--- start ---
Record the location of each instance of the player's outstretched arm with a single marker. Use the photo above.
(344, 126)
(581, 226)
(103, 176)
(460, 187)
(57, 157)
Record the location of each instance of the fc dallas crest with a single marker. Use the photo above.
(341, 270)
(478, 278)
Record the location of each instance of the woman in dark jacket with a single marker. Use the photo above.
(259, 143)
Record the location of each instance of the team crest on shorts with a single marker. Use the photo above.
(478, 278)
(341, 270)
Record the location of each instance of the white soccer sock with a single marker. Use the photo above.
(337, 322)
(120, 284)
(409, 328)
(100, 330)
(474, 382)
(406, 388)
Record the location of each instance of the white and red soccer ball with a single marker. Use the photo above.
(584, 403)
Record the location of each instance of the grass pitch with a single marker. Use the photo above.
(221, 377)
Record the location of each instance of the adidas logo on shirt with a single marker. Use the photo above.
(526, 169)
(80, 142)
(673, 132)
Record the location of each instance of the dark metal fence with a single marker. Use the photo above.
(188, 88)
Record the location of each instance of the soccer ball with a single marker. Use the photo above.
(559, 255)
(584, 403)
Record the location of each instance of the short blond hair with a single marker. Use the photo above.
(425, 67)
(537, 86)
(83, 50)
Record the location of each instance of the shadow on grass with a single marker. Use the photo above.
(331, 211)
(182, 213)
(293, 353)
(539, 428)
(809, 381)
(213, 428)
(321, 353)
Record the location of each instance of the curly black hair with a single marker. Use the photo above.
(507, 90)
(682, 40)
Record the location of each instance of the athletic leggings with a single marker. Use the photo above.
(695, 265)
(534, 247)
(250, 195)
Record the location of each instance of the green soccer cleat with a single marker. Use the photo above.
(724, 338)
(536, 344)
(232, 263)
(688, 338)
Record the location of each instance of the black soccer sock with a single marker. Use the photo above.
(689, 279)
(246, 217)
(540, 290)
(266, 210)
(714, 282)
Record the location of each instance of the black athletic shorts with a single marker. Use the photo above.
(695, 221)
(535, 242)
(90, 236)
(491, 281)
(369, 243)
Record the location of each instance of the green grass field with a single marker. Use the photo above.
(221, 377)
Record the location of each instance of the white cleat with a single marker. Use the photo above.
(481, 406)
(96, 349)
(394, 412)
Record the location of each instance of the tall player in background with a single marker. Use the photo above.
--- end ---
▸ Stated problem:
Repeat each record exactly, leaving nothing out.

▸ Finished answer:
Record the location of each instance of the player's outstretched arm with a single marker. Use the photo above.
(344, 126)
(581, 226)
(103, 176)
(460, 187)
(57, 157)
Record the location of each instance of the fc dallas crest with a single marker. Use the photo above.
(341, 270)
(478, 278)
Record the location of each instance of the woman in dark jacket with a single marker. Use the photo above.
(259, 143)
Record the location of each instance of the team crest on shorts with a single marker. Use the photo above.
(478, 278)
(341, 270)
Record the location of each instance of the white soccer sock with a single marker. Use the photo above.
(337, 322)
(120, 284)
(409, 328)
(100, 330)
(474, 382)
(406, 388)
Record the location of each instance of the white and red soccer ball with a single marker. Use the photo above.
(584, 403)
Record the location of each instance of the grass pitch with a single marker. Use the photo above.
(221, 377)
Record the location of each instance of the adidas logo on shirt with a single marker. Use the photo above.
(526, 169)
(80, 142)
(673, 132)
Record the location of each instance of the dark metal fence with a single marker. Use the photo above.
(188, 88)
Record the location of each instance of the soccer ball with a single marker. Use the photo above.
(559, 255)
(584, 403)
Record the location of each instance of the short blond hair with a single marker. Use the photo above.
(425, 67)
(537, 86)
(83, 50)
Record the location of each instance of the shadow on grass with a single marker. Use the photo above.
(331, 211)
(182, 213)
(293, 353)
(539, 428)
(809, 381)
(213, 428)
(321, 353)
Record the location of each instance of the curly black hair with a single marker. Use the photo above.
(507, 90)
(682, 40)
Record the location of each instance of the athletic leggings with a single marker. Use the photo above.
(695, 265)
(534, 247)
(250, 195)
Record the location of each instance of the green soccer cleat with a single marker. Use the photo above.
(724, 338)
(536, 344)
(232, 263)
(688, 338)
Record the location of each instance of the black soccer sock with a single marker. Use the photo above.
(689, 279)
(246, 217)
(540, 290)
(266, 210)
(714, 282)
Record the location of each instance of the black athletic shorts with a single marker. Use the photo above.
(695, 221)
(535, 242)
(90, 236)
(491, 281)
(369, 243)
Record the location of each instance of the green grass field with a single marker. Use the photo above.
(221, 377)
Record the location of each instance of the white cleat with a single marker. Use the photo above.
(481, 406)
(96, 349)
(394, 412)
Record the location of each instance of the tall player in background with a single marker. Use the photo above.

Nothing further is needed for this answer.